• Activity 1: In the passage on support for sexual abuse survivors, retype the part starting at "Sexual assault referral" and ending at "met their needs.".
• Activity 2: According to the passage on support for sexual abuse survivors, how many sexual assault referral centres does England have, and how many are recommended under the Istanbul convention?

• Text passage:
%%

Public health funding is vital for preventing sexual disease, but it is also important in recognising sexual harm and responding to it. When I visit Rotherham’s sexual health clinics, I am constantly struck by how, for many, they are often the first port of call for disclosing sexual abuse, sexual exploitation and modern slavery. We need to build a healthcare system that is ready to support victims of the most horrendous sexual crimes, not one that is driven by profit.

Sexual assault referral centres have a key role to play in the matrix of support for survivors, and I have been encouraged by recent investment in them. However, England has only 47 of the 71 SARCs recommended under the Istanbul convention. People are not aware that they can self-refer, and that SARCs are also for past sexual abuse, not just recent rape. The Government need to do more to promote that information.

The all-party parliamentary group on adult survivors of childhood sexual abuse, which I chair, last week published a report following a six-month investigation into support for adult survivors. Some 89% of survivors told our inquiry that their mental health had been negatively impacted by child sexual abuse, but only 16% said that NHS mental health services met their needs.

%%

• Items excerpted from a collection:
%%

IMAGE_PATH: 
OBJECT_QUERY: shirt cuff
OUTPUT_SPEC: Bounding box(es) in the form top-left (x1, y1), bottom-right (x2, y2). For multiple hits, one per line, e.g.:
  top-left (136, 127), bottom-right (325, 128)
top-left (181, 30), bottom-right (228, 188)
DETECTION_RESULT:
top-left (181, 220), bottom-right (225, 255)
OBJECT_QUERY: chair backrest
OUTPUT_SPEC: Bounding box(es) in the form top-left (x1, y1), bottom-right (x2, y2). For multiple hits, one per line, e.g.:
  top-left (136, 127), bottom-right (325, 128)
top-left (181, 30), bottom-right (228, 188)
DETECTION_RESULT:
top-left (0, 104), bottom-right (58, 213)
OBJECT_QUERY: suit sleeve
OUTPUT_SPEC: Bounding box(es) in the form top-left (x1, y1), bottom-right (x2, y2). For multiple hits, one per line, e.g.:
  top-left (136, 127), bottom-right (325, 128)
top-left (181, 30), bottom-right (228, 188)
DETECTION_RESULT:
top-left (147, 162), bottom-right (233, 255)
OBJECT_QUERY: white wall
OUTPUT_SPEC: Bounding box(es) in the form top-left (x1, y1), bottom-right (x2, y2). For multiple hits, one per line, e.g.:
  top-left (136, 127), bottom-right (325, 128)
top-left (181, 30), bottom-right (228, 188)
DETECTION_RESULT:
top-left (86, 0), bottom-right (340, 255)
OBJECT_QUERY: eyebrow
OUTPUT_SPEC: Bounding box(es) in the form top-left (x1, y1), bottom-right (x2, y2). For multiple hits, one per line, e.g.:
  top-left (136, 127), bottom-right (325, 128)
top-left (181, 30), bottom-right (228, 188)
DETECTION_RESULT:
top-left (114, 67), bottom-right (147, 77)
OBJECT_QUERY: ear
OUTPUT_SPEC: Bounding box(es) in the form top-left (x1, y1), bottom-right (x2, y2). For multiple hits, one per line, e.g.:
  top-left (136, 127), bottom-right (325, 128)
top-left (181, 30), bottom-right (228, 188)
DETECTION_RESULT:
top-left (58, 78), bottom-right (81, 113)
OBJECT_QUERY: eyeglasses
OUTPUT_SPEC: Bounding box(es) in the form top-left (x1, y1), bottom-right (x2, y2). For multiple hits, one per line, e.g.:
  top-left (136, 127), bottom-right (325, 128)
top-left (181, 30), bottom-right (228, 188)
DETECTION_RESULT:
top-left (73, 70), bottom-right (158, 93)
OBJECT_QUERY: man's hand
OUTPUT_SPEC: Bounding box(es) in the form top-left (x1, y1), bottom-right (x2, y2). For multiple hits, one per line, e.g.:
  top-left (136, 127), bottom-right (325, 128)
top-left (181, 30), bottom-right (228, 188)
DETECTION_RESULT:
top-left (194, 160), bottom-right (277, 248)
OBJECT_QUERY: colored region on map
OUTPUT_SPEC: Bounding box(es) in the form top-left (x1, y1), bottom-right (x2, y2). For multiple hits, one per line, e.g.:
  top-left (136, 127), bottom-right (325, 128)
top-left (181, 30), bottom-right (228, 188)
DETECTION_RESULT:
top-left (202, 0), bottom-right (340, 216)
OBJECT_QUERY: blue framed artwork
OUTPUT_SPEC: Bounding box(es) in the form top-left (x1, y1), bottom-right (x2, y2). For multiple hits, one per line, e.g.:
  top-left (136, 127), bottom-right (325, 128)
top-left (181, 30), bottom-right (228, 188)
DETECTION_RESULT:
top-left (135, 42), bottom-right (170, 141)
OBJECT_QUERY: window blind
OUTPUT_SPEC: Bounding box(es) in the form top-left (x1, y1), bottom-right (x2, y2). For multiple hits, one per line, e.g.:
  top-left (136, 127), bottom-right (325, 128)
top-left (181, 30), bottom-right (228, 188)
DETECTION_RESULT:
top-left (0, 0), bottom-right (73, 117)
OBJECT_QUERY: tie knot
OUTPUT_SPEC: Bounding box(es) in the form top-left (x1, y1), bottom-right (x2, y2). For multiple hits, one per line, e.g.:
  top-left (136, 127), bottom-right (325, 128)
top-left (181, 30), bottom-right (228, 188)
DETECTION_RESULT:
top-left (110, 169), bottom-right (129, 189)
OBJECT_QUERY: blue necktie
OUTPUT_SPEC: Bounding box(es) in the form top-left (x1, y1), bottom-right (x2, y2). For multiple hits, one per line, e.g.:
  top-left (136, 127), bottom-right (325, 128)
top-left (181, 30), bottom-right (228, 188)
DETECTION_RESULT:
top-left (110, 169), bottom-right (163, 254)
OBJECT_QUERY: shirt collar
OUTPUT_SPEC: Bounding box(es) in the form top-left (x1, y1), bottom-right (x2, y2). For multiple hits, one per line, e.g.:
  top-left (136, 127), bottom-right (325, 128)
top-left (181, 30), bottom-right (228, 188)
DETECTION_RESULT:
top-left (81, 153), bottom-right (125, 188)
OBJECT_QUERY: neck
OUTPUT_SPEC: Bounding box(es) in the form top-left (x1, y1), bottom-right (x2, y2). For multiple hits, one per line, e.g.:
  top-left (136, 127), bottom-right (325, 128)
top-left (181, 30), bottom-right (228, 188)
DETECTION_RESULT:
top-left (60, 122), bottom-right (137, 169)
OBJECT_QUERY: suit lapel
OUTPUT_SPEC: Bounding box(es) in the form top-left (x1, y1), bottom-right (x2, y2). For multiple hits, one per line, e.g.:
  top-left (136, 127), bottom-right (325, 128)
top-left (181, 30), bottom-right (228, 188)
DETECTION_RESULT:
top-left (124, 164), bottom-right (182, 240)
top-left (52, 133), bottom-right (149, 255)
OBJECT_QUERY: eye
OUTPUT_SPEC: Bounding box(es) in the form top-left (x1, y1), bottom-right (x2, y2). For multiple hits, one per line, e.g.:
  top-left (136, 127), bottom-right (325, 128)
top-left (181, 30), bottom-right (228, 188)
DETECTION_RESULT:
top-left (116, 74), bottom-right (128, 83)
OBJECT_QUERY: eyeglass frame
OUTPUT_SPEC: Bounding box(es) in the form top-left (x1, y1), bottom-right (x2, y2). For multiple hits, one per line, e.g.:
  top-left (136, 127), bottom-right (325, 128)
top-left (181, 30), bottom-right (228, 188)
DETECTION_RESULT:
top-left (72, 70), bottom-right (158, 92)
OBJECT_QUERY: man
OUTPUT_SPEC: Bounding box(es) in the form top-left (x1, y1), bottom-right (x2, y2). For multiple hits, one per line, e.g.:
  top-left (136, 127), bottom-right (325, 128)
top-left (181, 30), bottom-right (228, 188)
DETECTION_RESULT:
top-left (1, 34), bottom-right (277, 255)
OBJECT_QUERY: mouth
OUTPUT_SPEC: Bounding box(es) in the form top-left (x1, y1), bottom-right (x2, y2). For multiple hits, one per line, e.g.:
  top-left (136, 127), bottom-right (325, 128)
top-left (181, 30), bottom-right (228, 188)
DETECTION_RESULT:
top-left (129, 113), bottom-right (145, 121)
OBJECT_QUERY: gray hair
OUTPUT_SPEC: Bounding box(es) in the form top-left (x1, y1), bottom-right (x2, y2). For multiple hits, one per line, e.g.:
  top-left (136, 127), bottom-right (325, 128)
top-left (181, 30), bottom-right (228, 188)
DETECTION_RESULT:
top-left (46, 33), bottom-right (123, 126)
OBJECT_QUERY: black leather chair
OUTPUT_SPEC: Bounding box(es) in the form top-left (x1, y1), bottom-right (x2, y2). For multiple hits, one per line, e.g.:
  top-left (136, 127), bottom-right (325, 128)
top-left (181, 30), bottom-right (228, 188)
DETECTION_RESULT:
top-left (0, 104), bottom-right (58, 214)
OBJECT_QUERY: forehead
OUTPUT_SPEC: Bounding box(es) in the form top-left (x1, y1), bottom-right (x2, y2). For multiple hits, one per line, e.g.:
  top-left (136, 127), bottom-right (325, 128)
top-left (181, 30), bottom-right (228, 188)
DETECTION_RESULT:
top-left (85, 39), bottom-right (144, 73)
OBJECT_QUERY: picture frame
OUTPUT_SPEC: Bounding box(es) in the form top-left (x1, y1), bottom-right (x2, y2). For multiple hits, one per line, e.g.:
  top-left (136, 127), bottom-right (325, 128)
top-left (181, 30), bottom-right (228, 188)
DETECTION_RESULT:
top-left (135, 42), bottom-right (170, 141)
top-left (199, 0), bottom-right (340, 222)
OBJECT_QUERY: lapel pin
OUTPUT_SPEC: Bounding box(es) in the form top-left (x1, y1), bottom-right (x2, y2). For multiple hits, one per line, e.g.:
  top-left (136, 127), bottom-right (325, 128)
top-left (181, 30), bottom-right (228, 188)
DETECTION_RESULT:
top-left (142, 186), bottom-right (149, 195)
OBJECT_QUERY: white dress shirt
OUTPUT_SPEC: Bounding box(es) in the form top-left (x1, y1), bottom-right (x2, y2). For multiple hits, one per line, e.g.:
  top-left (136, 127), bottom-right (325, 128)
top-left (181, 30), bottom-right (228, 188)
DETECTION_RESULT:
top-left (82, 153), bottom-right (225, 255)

%%
%%

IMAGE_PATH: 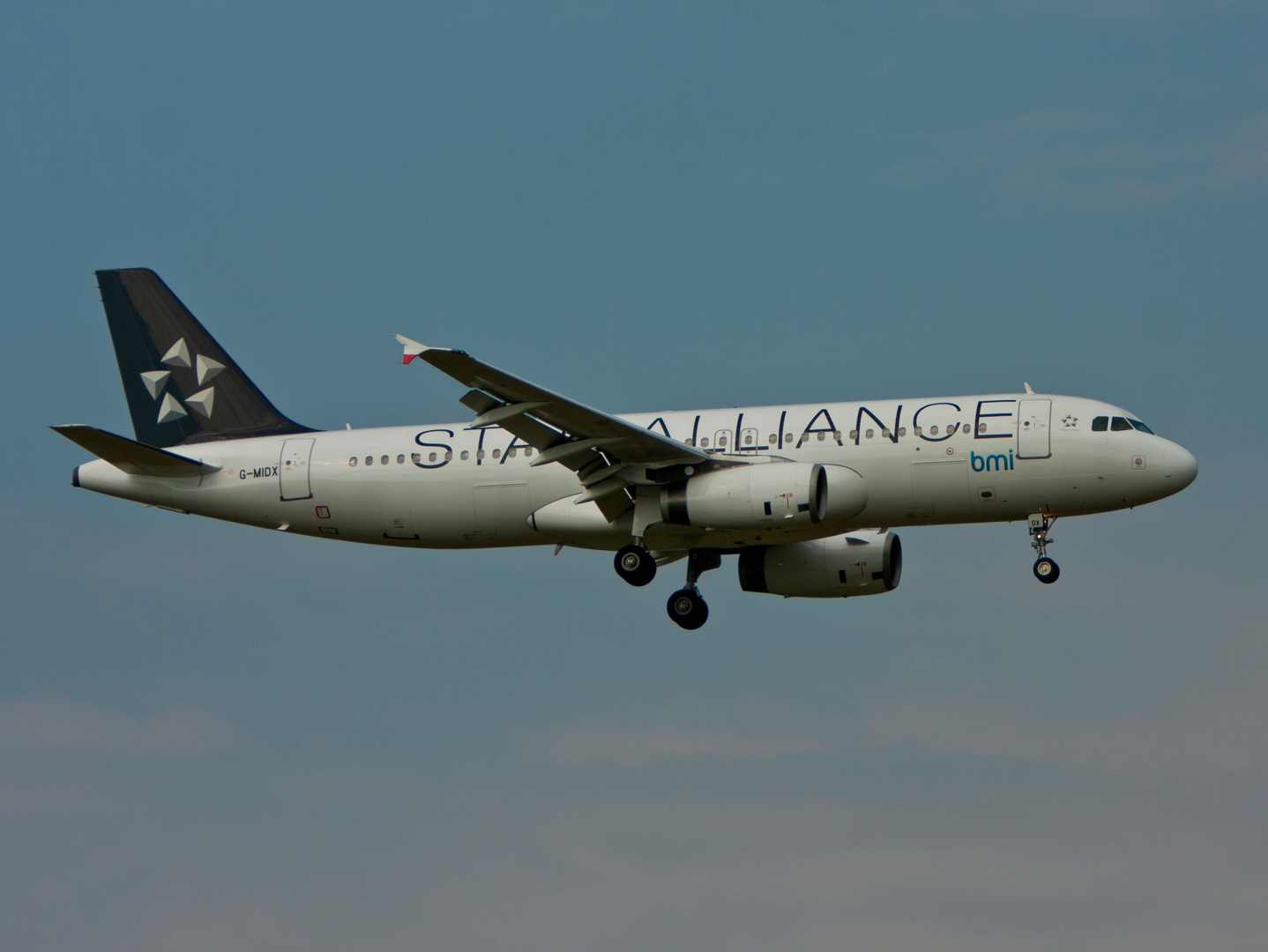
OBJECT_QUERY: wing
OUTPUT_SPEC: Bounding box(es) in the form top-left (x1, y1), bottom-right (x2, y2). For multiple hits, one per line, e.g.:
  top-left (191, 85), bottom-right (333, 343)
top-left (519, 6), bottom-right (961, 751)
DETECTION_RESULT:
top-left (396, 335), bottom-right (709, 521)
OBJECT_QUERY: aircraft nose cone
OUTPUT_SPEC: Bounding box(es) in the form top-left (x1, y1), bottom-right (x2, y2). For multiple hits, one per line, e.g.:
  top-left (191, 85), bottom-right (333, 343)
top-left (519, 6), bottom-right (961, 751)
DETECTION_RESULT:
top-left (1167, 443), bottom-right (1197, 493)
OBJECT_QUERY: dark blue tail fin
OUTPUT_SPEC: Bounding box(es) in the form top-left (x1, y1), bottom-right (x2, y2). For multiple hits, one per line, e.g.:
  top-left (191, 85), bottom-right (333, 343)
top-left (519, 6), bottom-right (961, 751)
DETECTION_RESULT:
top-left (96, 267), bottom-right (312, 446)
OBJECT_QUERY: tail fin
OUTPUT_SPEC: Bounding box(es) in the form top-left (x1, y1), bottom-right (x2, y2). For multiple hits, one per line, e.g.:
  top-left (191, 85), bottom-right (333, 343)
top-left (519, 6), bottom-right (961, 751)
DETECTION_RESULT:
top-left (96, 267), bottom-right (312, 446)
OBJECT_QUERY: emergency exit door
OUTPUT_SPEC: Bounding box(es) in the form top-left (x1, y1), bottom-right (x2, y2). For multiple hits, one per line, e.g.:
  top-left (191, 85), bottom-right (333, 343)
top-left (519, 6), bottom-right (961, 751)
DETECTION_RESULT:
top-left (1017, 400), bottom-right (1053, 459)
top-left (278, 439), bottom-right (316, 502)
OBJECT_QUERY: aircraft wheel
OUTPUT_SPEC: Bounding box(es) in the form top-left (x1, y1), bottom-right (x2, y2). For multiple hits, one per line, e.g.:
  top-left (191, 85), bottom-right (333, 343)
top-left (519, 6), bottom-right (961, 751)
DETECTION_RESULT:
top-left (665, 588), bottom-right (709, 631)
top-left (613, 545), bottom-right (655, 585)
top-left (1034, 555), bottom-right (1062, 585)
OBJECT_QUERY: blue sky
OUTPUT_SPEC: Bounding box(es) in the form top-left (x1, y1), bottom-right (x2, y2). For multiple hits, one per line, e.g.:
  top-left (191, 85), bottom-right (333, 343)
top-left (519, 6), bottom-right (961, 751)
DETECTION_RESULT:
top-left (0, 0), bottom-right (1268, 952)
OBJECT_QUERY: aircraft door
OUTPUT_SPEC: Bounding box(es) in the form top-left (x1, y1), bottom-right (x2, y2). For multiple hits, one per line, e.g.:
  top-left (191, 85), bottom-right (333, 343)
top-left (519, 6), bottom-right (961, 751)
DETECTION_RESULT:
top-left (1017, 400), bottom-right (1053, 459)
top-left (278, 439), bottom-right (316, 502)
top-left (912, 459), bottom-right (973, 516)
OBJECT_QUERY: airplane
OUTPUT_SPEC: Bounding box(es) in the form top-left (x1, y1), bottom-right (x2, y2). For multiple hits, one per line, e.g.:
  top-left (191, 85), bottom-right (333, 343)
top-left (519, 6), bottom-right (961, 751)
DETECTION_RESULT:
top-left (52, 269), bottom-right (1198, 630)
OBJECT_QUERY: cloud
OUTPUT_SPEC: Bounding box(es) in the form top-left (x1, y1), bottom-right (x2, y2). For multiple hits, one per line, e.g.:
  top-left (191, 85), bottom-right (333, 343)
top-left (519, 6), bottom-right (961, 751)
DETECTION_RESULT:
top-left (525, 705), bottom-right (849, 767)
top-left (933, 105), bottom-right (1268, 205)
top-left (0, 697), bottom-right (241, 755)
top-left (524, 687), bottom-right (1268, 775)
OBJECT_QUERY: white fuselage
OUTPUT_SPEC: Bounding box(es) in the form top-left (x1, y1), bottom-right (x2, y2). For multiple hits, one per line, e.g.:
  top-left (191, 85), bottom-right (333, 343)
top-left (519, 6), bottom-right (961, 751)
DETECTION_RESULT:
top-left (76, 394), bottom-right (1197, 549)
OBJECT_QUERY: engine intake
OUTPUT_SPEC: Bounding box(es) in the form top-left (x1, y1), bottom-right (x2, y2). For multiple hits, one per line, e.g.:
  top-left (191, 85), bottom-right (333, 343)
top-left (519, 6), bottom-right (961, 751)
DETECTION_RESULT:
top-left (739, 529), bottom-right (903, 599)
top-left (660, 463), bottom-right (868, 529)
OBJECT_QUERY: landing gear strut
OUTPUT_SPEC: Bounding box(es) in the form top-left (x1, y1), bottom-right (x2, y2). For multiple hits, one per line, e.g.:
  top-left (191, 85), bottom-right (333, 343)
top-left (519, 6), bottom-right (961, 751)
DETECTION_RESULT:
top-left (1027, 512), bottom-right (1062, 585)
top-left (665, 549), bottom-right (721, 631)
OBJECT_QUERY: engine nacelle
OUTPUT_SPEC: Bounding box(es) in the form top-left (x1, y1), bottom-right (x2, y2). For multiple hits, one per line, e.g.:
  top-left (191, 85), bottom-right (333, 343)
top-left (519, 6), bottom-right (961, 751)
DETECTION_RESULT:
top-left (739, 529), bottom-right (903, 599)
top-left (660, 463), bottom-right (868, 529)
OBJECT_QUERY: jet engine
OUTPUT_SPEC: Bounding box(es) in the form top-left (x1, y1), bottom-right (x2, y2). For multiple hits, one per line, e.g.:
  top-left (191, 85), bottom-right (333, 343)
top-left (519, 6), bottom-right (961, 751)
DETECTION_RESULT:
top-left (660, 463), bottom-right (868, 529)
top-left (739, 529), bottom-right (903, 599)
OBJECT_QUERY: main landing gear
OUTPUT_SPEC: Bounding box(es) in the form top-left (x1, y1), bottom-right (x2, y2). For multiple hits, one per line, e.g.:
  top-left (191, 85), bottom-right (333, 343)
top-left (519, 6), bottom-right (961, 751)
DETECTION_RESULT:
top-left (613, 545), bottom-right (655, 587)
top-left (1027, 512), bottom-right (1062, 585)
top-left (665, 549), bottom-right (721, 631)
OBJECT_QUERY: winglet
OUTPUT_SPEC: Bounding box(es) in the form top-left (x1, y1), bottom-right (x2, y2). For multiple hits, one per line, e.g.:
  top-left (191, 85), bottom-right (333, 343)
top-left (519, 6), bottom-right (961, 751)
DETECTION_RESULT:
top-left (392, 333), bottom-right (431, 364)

%%
%%

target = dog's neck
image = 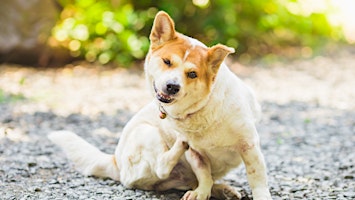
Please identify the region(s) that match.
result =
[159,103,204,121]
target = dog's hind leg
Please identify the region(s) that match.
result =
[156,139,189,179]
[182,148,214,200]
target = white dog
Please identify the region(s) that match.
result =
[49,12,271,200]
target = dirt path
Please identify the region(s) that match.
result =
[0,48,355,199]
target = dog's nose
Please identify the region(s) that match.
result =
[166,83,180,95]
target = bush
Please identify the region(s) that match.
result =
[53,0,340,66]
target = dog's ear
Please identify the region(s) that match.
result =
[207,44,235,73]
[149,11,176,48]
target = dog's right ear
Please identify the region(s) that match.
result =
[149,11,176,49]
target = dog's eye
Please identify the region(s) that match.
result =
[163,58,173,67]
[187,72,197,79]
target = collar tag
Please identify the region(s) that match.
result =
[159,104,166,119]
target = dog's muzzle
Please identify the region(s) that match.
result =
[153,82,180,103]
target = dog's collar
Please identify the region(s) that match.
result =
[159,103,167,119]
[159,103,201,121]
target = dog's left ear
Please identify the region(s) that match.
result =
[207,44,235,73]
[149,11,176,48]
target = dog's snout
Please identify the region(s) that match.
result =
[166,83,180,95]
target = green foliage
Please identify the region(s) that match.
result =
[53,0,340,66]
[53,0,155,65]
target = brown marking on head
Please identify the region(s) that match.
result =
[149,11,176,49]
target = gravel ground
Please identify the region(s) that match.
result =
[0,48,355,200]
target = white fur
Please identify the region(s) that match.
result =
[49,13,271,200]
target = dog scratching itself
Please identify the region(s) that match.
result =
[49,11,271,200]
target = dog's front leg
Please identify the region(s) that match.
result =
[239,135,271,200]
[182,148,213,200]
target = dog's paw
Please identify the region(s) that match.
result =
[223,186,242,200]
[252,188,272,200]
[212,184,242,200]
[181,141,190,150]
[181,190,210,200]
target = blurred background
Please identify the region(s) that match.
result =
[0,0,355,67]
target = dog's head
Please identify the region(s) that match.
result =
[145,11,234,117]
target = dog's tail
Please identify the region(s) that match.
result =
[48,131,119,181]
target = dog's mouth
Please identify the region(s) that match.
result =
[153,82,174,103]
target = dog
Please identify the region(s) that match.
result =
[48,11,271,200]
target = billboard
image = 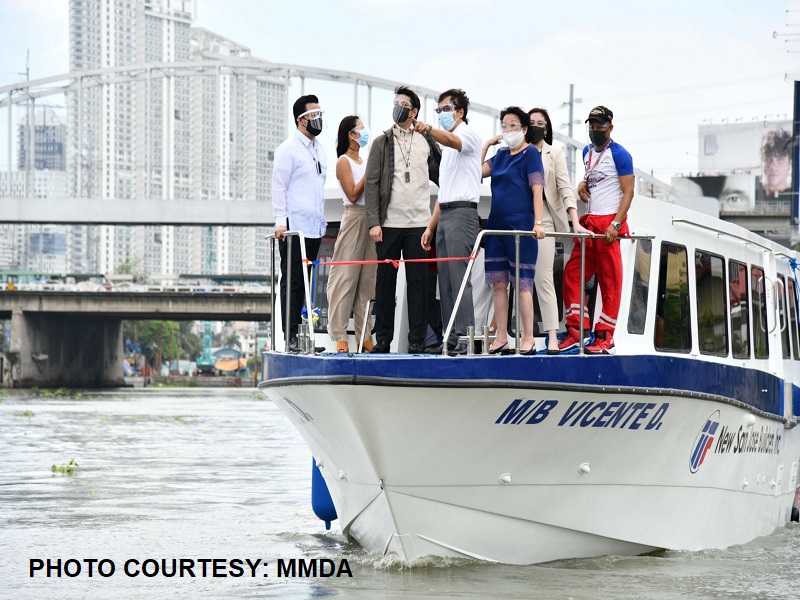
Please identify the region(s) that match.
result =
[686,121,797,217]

%%

• Answer area 1:
Sexual assault referral centres have a key role to play in the matrix of support for survivors, and I have been encouraged by recent investment in them. However, England has only 47 of the 71 SARCs recommended under the Istanbul convention. People are not aware that they can self-refer, and that SARCs are also for past sexual abuse, not just recent rape. The Government need to do more to promote that information.

The all-party parliamentary group on adult survivors of childhood sexual abuse, which I chair, last week published a report following a six-month investigation into support for adult survivors. Some 89% of survivors told our inquiry that their mental health had been negatively impacted by child sexual abuse, but only 16% said that NHS mental health services met their needs.

• Answer area 2: England has 47, out of the 71 recommended under the Istanbul convention.